>> START PAGE

Illinois computer science professor Ralph Johnson is the recipient of the ACM SIGSOFT Outstanding Research Award
Illinois computer science professor Ralph Johnson is the recipient of the ACM SIGSOFT Outstanding Research Award
Illinois computer science professor Ralph Johnson is the recipient of the ACM SIGSOFT Outstanding Research Award

Johnson was one of the originators of the software patterns movement, organizing the first conference on patterns, as well as writing many of the first papers on the subject. He believes that software will never become engineering until there are catalogs of designs that can be reused, and so has been documenting these designs, both as frameworks and as patterns.  Johnson also led the group that developed the first refactoring tool, the Smalltalk Refactoring Browser.  Johnson has worked on frameworks for compilers, operating systems, graphics editors, music generation, network protocol stacks, telephone billing, insurance, and stellar simulation.

>> END PAGE
>> START MATERIAL SHOWN

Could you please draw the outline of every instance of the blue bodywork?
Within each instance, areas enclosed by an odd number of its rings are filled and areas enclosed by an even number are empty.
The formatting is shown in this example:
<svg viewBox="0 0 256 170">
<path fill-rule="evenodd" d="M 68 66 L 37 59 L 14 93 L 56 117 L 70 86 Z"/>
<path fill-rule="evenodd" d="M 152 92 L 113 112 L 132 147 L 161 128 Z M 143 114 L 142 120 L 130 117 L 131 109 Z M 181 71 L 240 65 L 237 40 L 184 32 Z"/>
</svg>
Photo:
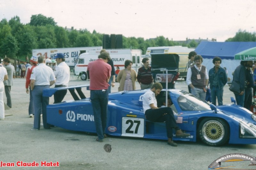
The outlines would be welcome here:
<svg viewBox="0 0 256 170">
<path fill-rule="evenodd" d="M 81 85 L 44 90 L 43 95 L 50 97 L 57 90 L 68 89 L 74 94 L 74 90 L 77 89 L 80 92 L 78 94 L 82 99 L 73 94 L 75 101 L 48 105 L 47 123 L 69 130 L 96 133 L 90 99 L 79 94 L 82 91 L 81 88 L 86 87 L 88 88 L 88 86 Z M 164 123 L 152 122 L 145 119 L 142 98 L 147 90 L 109 94 L 106 134 L 115 136 L 167 139 Z M 226 132 L 230 134 L 229 143 L 256 144 L 256 118 L 253 120 L 252 113 L 248 110 L 231 104 L 217 106 L 215 108 L 215 111 L 211 109 L 209 104 L 187 92 L 175 89 L 168 91 L 173 103 L 172 108 L 178 113 L 175 116 L 178 125 L 181 130 L 191 135 L 180 138 L 176 137 L 174 134 L 173 140 L 196 141 L 200 123 L 207 117 L 217 117 L 227 124 L 230 132 Z M 198 103 L 198 106 L 190 104 L 191 101 Z M 243 130 L 249 128 L 251 136 L 241 137 L 239 132 L 241 128 Z"/>
</svg>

>> END MATERIAL SHOWN

▶ _INSTRUCTIONS_
A. List every area the article says Johnson has worked on frameworks for.
B. In the entries, start at the first line and stop after the line that has "93 L 56 117". Reproduce those lines, substituting "occurrence" for every "instance" and changing nothing else.

▶ _WRITTEN ANSWERS_
A. compilers, operating systems, graphics editors, music generation, network protocol stacks, telephone billing, insurance, stellar simulation

B.
Could you please draw the outline of every occurrence of the blue bodywork?
Within each occurrence, areas enclosed by an odd number of its rings are filled and areas enclosed by an even number are empty.
The formatting is shown in this example:
<svg viewBox="0 0 256 170">
<path fill-rule="evenodd" d="M 68 66 L 37 59 L 14 93 L 56 117 L 70 86 Z"/>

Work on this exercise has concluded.